**STATED EXERCISE**
Copy the lines below verbatim, beginning with the line that includes "of the cardboard" and continuing to the end; leave out everything before it.

**Location identification entries**
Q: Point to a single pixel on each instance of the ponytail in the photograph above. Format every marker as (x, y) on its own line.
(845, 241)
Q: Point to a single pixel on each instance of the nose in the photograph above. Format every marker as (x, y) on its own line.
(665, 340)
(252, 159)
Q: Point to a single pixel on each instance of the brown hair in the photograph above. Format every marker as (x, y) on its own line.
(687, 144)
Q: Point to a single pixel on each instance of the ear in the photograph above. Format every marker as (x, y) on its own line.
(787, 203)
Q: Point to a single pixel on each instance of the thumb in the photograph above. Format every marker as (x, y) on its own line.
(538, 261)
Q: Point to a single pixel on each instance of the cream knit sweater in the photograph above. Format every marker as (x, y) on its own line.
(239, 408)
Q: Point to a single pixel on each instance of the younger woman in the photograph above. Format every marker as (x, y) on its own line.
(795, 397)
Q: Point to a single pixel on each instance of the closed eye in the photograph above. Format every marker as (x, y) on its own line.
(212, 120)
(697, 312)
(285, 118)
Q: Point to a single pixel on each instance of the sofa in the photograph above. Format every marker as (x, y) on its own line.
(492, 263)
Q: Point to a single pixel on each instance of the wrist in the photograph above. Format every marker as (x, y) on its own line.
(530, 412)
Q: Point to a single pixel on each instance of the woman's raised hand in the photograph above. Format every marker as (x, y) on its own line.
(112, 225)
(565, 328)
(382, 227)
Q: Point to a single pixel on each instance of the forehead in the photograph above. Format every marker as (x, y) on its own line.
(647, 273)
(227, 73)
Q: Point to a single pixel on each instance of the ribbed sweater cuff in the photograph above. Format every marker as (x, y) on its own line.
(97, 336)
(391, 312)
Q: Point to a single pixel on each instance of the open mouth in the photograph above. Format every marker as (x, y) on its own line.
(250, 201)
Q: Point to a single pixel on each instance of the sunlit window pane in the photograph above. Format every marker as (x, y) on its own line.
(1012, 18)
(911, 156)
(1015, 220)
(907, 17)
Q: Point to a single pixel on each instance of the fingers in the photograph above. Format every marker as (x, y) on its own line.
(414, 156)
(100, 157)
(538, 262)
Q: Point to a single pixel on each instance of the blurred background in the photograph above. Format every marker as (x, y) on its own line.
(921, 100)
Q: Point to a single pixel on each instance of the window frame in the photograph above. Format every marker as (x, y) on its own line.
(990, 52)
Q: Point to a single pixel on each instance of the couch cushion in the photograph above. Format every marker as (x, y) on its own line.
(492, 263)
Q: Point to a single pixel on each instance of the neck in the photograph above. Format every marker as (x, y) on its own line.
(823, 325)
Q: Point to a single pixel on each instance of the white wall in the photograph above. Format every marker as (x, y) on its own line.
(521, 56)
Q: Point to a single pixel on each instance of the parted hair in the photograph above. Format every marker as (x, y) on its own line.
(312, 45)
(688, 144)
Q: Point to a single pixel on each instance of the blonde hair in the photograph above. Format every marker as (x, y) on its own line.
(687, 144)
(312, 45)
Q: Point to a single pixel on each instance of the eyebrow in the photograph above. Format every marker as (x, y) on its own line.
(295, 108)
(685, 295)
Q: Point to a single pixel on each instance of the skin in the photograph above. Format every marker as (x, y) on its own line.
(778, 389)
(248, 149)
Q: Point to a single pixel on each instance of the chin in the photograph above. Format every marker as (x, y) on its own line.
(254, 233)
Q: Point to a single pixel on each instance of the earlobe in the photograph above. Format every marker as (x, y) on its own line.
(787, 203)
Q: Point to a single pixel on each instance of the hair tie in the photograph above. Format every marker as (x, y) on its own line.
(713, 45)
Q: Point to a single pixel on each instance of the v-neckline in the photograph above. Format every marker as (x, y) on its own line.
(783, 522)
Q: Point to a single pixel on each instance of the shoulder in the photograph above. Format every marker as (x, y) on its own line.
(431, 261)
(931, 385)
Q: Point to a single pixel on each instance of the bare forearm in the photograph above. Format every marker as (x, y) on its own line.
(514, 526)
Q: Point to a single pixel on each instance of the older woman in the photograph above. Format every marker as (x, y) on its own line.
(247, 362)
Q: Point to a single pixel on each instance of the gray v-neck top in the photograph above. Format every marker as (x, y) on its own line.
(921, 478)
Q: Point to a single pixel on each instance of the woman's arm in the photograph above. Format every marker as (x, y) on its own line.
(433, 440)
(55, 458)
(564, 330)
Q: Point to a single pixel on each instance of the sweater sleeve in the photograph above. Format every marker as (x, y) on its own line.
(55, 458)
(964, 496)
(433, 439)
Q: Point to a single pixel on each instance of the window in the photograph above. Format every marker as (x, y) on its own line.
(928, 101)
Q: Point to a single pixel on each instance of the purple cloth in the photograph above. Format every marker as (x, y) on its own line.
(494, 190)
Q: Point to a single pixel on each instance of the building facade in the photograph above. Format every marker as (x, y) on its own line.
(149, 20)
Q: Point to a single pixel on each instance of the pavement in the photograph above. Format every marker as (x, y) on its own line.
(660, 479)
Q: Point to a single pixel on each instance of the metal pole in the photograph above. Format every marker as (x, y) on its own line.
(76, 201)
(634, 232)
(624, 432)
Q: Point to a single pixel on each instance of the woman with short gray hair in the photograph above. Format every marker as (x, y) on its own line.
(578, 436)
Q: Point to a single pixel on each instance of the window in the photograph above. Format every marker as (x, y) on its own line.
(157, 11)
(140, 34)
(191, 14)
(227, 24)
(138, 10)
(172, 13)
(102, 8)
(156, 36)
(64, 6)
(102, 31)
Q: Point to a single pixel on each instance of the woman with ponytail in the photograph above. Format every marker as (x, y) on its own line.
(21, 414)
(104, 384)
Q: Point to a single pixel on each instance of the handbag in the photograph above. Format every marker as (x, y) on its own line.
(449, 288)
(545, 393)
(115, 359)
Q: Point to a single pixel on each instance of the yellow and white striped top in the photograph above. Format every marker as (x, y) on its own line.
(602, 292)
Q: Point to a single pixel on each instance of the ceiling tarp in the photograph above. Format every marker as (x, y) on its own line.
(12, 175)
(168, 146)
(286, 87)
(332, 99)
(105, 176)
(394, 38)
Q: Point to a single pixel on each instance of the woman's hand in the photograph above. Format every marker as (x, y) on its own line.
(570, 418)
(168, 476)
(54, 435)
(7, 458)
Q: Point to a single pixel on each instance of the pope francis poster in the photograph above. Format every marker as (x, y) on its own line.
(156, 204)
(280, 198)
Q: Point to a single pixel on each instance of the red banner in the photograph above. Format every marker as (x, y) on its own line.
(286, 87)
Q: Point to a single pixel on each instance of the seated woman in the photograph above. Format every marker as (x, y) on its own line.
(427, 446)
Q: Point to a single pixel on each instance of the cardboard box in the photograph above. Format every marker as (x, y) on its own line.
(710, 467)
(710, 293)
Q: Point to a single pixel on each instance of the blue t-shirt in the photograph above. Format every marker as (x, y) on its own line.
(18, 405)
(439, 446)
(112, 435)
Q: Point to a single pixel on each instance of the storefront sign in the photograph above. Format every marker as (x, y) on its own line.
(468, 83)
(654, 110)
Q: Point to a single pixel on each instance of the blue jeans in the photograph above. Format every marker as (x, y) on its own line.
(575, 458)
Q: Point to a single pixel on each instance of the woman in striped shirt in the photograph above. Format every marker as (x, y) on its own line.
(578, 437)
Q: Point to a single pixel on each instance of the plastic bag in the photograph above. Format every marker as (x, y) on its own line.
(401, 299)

**SOLUTION TO THIS EXERCISE**
Q: Point to a single pixel on each instance of the cardboard box in the photograph above. Format every marker as (x, y) on its own line.
(710, 467)
(710, 293)
Q: Point to a single pixel on each instance of the blue t-shirt in the photograph above. Format every marker as (x, y) on its own line.
(18, 405)
(439, 446)
(112, 435)
Q: Point to a single pixel on each instance of the storefront sign in the photograph above. Format every marker as (x, y) on its own line.
(468, 83)
(654, 110)
Q: Point to a single pixel on each instance of the blue jeans in the photograph above. Format every marker as (x, y) on its own line.
(575, 458)
Q: Point to a single pixel on each instance of the woman in striped shirt in the photograph above. Format every marker as (x, y) on its own line.
(578, 437)
Q: Point to a single pixel on each instance of the plastic bag in the photograph above. Format every marker as (x, y) on its own line.
(401, 299)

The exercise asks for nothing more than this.